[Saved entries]
============

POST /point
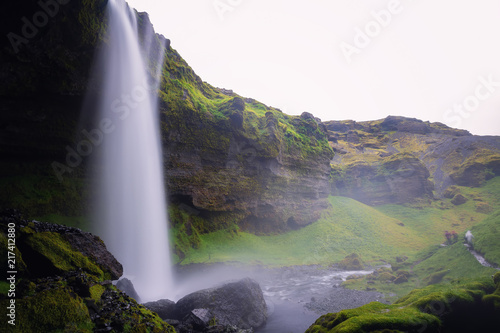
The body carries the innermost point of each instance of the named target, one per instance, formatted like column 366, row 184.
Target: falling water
column 131, row 212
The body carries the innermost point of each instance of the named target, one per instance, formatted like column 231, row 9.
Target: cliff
column 403, row 160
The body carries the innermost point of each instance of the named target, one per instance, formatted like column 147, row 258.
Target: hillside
column 231, row 162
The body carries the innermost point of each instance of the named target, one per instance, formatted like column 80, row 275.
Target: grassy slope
column 348, row 226
column 487, row 238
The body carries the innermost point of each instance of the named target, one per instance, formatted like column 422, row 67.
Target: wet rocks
column 232, row 307
column 127, row 287
column 66, row 285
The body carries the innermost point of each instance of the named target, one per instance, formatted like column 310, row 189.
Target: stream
column 479, row 257
column 295, row 296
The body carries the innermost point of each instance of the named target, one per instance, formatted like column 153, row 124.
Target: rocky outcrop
column 227, row 158
column 402, row 160
column 237, row 304
column 62, row 282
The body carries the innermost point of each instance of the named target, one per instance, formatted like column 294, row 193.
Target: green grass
column 347, row 226
column 431, row 221
column 487, row 238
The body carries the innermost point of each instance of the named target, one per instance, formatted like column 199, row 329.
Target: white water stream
column 132, row 214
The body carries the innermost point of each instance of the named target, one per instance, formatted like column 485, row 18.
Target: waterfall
column 131, row 213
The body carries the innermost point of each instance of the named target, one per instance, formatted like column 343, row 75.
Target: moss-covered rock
column 62, row 284
column 438, row 308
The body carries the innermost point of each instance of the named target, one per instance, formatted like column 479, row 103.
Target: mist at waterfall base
column 131, row 213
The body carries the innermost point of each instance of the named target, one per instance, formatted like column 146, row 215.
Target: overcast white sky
column 432, row 60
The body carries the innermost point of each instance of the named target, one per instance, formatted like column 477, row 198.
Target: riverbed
column 295, row 296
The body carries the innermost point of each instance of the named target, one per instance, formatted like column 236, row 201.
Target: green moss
column 431, row 309
column 61, row 255
column 52, row 310
column 96, row 292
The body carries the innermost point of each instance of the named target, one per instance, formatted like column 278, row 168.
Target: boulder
column 165, row 308
column 55, row 249
column 127, row 287
column 240, row 303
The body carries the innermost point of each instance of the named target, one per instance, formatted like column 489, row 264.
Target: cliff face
column 228, row 159
column 402, row 160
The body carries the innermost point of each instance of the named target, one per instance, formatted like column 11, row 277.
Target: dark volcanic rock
column 39, row 241
column 62, row 285
column 240, row 304
column 165, row 308
column 127, row 287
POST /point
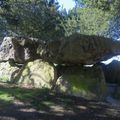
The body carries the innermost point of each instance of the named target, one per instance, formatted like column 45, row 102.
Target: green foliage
column 92, row 17
column 38, row 18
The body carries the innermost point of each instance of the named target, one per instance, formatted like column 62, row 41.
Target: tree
column 93, row 17
column 39, row 18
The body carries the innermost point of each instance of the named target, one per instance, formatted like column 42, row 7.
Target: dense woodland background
column 43, row 19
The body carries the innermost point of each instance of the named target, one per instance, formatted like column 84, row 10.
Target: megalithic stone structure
column 80, row 49
column 75, row 49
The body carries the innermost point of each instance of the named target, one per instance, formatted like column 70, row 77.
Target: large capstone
column 38, row 74
column 79, row 49
column 87, row 82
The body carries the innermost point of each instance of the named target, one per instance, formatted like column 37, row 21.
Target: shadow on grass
column 41, row 104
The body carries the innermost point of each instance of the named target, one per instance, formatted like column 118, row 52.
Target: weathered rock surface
column 19, row 49
column 112, row 72
column 36, row 74
column 6, row 71
column 87, row 82
column 79, row 49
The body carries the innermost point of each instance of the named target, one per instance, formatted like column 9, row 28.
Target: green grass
column 9, row 94
column 40, row 99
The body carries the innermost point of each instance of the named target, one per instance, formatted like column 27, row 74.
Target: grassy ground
column 36, row 104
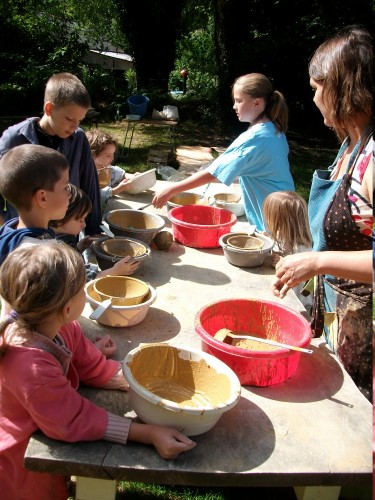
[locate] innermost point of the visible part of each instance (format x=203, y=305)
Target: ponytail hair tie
x=12, y=316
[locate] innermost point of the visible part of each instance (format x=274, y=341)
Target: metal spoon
x=101, y=309
x=145, y=206
x=106, y=230
x=270, y=342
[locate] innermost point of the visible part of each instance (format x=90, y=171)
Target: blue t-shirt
x=259, y=158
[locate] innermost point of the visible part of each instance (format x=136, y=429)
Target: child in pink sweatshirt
x=44, y=355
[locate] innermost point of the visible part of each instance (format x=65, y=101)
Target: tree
x=276, y=38
x=43, y=37
x=152, y=28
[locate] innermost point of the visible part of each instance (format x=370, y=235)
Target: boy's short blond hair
x=64, y=88
x=99, y=140
x=27, y=168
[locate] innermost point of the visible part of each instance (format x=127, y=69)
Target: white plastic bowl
x=226, y=200
x=120, y=316
x=152, y=368
x=142, y=182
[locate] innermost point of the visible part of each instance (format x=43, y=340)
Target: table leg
x=88, y=488
x=317, y=492
x=131, y=125
x=171, y=138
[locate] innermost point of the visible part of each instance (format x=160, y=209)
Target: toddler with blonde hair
x=285, y=215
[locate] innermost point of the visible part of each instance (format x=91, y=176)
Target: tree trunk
x=152, y=28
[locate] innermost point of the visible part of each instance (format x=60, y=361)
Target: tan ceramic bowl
x=180, y=387
x=122, y=290
x=186, y=198
x=120, y=316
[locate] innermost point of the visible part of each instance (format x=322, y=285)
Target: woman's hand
x=292, y=270
x=160, y=198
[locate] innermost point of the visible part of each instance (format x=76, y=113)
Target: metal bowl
x=246, y=257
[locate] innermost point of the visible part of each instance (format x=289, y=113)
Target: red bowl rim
x=190, y=225
x=246, y=353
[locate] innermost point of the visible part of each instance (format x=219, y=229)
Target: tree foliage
x=152, y=28
x=215, y=40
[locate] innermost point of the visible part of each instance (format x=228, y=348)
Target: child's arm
x=85, y=243
x=106, y=345
x=121, y=186
x=169, y=442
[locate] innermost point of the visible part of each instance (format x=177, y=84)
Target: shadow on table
x=248, y=446
x=318, y=377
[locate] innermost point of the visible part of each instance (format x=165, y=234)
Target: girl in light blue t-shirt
x=258, y=157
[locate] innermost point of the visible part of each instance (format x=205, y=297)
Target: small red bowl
x=200, y=226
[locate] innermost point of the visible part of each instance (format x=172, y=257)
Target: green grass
x=141, y=491
x=308, y=151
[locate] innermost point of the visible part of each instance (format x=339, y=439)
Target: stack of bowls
x=186, y=198
x=120, y=316
x=142, y=182
x=238, y=255
x=231, y=202
x=108, y=250
x=134, y=224
x=122, y=290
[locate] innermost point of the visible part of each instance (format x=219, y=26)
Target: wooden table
x=131, y=124
x=313, y=432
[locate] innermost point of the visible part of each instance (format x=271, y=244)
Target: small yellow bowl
x=122, y=290
x=245, y=242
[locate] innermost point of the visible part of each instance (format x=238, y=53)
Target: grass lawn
x=308, y=150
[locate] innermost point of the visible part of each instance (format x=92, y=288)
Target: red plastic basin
x=200, y=226
x=261, y=318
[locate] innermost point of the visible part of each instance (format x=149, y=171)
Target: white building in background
x=116, y=61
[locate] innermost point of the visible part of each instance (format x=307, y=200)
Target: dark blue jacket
x=82, y=171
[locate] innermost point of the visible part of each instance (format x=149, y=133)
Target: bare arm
x=198, y=179
x=297, y=268
x=168, y=442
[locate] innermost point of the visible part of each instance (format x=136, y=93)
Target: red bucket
x=200, y=226
x=260, y=318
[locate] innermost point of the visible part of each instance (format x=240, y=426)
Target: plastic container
x=134, y=223
x=138, y=104
x=243, y=257
x=260, y=318
x=200, y=226
x=198, y=397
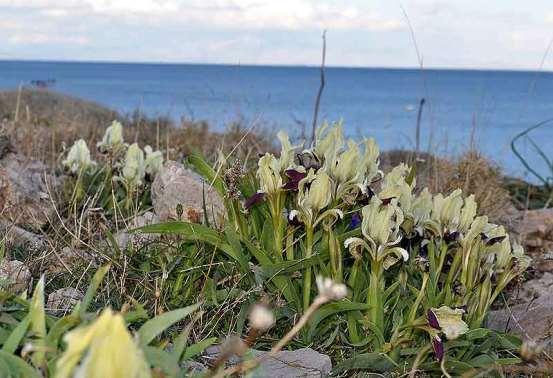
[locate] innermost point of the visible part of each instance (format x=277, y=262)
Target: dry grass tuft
x=42, y=124
x=471, y=172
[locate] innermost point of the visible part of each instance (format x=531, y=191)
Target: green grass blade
x=198, y=232
x=37, y=318
x=195, y=349
x=179, y=345
x=154, y=327
x=92, y=288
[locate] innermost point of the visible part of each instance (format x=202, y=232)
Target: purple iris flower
x=294, y=178
x=432, y=319
x=438, y=347
x=254, y=200
x=355, y=221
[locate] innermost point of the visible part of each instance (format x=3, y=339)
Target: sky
x=490, y=34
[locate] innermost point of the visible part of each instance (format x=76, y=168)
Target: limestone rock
x=533, y=318
x=66, y=259
x=24, y=198
x=17, y=236
x=14, y=276
x=63, y=300
x=176, y=185
x=304, y=362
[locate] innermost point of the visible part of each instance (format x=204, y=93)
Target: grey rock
x=304, y=362
x=18, y=236
x=14, y=276
x=176, y=185
x=63, y=300
x=24, y=198
x=533, y=318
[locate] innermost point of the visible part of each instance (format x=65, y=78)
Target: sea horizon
x=491, y=105
x=268, y=65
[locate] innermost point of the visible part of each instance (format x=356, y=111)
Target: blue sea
x=487, y=108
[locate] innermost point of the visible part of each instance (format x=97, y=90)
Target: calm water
x=372, y=102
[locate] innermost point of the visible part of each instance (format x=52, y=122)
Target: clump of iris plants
x=422, y=269
x=120, y=178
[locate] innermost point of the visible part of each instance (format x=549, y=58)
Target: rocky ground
x=28, y=191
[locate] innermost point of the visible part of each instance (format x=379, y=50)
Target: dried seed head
x=261, y=318
x=331, y=290
x=530, y=350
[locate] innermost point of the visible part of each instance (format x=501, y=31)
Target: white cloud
x=41, y=38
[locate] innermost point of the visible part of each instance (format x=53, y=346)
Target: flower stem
x=375, y=298
x=307, y=273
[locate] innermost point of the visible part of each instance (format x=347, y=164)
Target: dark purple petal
x=432, y=319
x=452, y=236
x=365, y=197
x=438, y=347
x=294, y=222
x=497, y=239
x=355, y=221
x=294, y=178
x=309, y=160
x=292, y=174
x=254, y=200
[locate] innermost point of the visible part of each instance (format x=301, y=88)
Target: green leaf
x=478, y=333
x=288, y=267
x=92, y=288
x=195, y=349
x=160, y=323
x=16, y=366
x=331, y=309
x=59, y=329
x=17, y=335
x=370, y=362
x=162, y=360
x=205, y=170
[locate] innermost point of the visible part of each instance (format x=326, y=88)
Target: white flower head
x=261, y=317
x=113, y=137
x=450, y=321
x=78, y=157
x=153, y=162
x=134, y=168
x=331, y=290
x=268, y=173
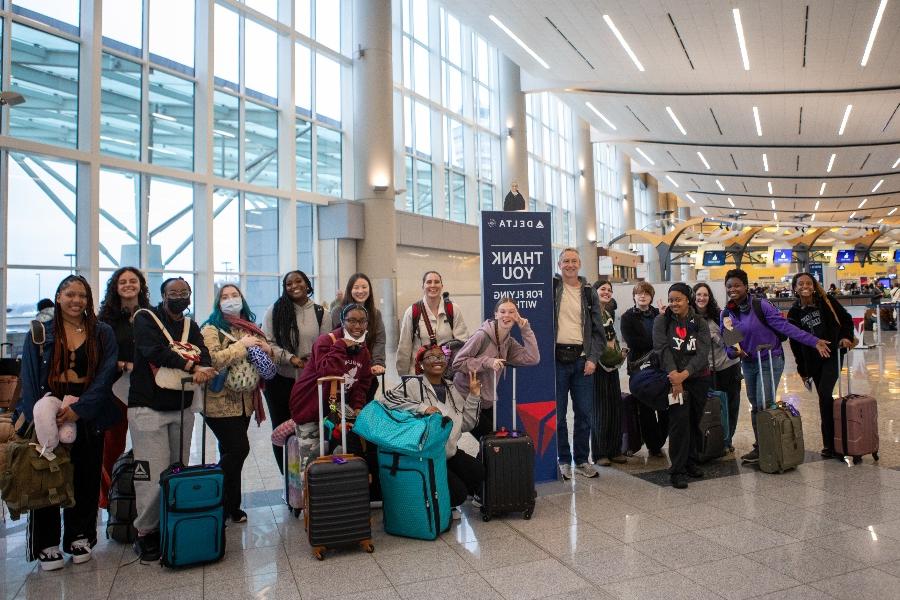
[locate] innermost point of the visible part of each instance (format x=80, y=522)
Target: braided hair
x=284, y=320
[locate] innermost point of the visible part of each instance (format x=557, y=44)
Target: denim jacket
x=95, y=406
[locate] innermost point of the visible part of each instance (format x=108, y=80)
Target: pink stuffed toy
x=48, y=434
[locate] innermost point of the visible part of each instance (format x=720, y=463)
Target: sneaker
x=752, y=456
x=80, y=551
x=238, y=516
x=147, y=547
x=694, y=472
x=51, y=559
x=586, y=470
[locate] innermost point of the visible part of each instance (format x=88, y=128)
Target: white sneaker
x=80, y=551
x=586, y=470
x=51, y=559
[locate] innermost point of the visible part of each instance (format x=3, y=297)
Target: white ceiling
x=714, y=98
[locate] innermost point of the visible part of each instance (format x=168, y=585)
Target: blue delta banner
x=517, y=261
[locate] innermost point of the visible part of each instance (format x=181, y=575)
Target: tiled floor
x=825, y=530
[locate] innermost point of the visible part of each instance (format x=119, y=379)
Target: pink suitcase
x=855, y=423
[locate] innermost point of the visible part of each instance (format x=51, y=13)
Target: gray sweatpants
x=154, y=436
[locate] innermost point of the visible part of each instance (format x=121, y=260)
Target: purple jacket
x=756, y=333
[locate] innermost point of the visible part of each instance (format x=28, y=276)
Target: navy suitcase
x=191, y=509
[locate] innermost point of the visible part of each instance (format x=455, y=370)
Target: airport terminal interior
x=236, y=141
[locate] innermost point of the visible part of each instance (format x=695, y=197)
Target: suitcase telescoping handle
x=335, y=381
x=762, y=381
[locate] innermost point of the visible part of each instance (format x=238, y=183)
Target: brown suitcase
x=855, y=423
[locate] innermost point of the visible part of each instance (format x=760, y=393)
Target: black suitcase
x=508, y=458
x=336, y=491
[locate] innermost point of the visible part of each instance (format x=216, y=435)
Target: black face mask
x=177, y=306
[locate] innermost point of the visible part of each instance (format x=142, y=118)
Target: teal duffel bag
x=412, y=467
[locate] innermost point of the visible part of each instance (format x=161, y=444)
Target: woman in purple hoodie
x=489, y=350
x=761, y=325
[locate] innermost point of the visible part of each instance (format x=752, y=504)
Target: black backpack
x=122, y=509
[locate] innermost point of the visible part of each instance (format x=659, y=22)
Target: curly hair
x=111, y=306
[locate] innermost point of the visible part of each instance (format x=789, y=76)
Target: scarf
x=259, y=410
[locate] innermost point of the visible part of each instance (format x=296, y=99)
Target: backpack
x=122, y=509
x=756, y=305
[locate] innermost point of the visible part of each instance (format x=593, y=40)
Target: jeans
x=571, y=378
x=751, y=371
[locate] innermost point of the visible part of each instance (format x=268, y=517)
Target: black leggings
x=465, y=475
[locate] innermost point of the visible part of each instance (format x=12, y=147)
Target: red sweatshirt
x=330, y=358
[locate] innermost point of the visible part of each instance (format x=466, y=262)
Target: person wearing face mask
x=814, y=313
x=292, y=325
x=434, y=315
x=637, y=331
x=126, y=292
x=682, y=342
x=359, y=291
x=487, y=353
x=154, y=413
x=228, y=333
x=341, y=352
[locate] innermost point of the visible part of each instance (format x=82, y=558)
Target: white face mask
x=231, y=306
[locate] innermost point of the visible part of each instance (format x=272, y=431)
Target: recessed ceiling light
x=703, y=160
x=622, y=41
x=844, y=120
x=601, y=115
x=516, y=39
x=741, y=41
x=675, y=119
x=641, y=152
x=878, y=14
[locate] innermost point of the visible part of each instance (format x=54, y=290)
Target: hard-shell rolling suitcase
x=712, y=430
x=336, y=490
x=191, y=508
x=779, y=433
x=631, y=426
x=855, y=423
x=508, y=458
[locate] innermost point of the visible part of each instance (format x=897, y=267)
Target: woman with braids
x=126, y=292
x=77, y=361
x=292, y=325
x=815, y=313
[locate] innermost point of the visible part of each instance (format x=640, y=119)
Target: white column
x=373, y=153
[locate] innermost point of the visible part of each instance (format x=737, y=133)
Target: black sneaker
x=51, y=559
x=147, y=547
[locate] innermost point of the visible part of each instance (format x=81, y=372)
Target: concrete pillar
x=373, y=153
x=513, y=130
x=585, y=204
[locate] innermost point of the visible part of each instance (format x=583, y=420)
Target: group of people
x=685, y=338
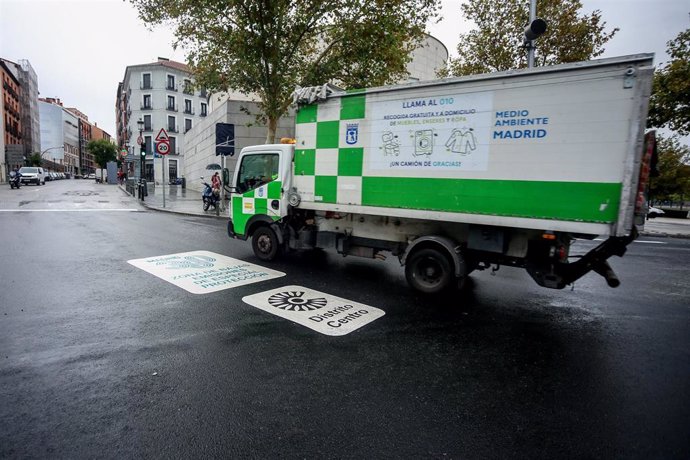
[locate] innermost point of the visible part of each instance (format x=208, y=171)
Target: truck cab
x=260, y=184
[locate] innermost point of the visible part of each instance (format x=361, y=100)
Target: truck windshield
x=257, y=170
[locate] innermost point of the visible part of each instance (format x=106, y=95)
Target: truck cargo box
x=554, y=148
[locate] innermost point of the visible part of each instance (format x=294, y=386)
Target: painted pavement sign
x=201, y=272
x=316, y=310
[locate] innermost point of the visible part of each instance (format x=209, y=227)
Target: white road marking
x=71, y=210
x=202, y=272
x=636, y=241
x=324, y=313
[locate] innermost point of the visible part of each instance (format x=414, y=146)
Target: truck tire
x=429, y=271
x=265, y=243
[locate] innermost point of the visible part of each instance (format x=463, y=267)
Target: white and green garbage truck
x=459, y=174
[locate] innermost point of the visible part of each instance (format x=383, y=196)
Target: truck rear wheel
x=265, y=243
x=429, y=271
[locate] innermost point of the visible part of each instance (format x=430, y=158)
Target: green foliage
x=103, y=151
x=34, y=159
x=497, y=42
x=673, y=181
x=669, y=105
x=267, y=48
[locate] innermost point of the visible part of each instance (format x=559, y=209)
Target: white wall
x=200, y=148
x=52, y=136
x=427, y=60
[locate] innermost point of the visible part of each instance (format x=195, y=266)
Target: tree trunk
x=272, y=127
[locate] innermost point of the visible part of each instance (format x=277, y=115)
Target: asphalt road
x=102, y=359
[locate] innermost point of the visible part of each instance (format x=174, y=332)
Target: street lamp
x=142, y=158
x=48, y=150
x=534, y=30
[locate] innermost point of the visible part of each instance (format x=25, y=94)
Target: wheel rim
x=429, y=272
x=264, y=244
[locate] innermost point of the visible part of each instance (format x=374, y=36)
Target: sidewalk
x=186, y=201
x=177, y=199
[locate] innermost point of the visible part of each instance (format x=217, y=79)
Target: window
x=257, y=170
x=172, y=170
x=188, y=88
x=148, y=171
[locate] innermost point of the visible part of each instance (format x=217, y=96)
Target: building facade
x=162, y=95
x=28, y=103
x=59, y=137
x=13, y=151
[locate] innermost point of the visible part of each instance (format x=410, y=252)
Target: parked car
x=654, y=212
x=33, y=175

============

**Task description**
Extract exactly and only the lines above from the line containing "Target: blue sea" through the line containing "(format x=379, y=50)", both end lines included.

**Task result**
Target: blue sea
x=487, y=108
[locate] innermost point of the visible part of each instance (format x=97, y=90)
Target: calm water
x=372, y=102
[locate] innermost point of the visible part of each instance (format x=52, y=122)
Target: clump of iris plants
x=422, y=269
x=120, y=178
[locate] innermost point of the visible part of each instance (format x=549, y=58)
Target: rocky ground
x=28, y=191
[locate] innermost point of the visible part of each instance (format x=379, y=50)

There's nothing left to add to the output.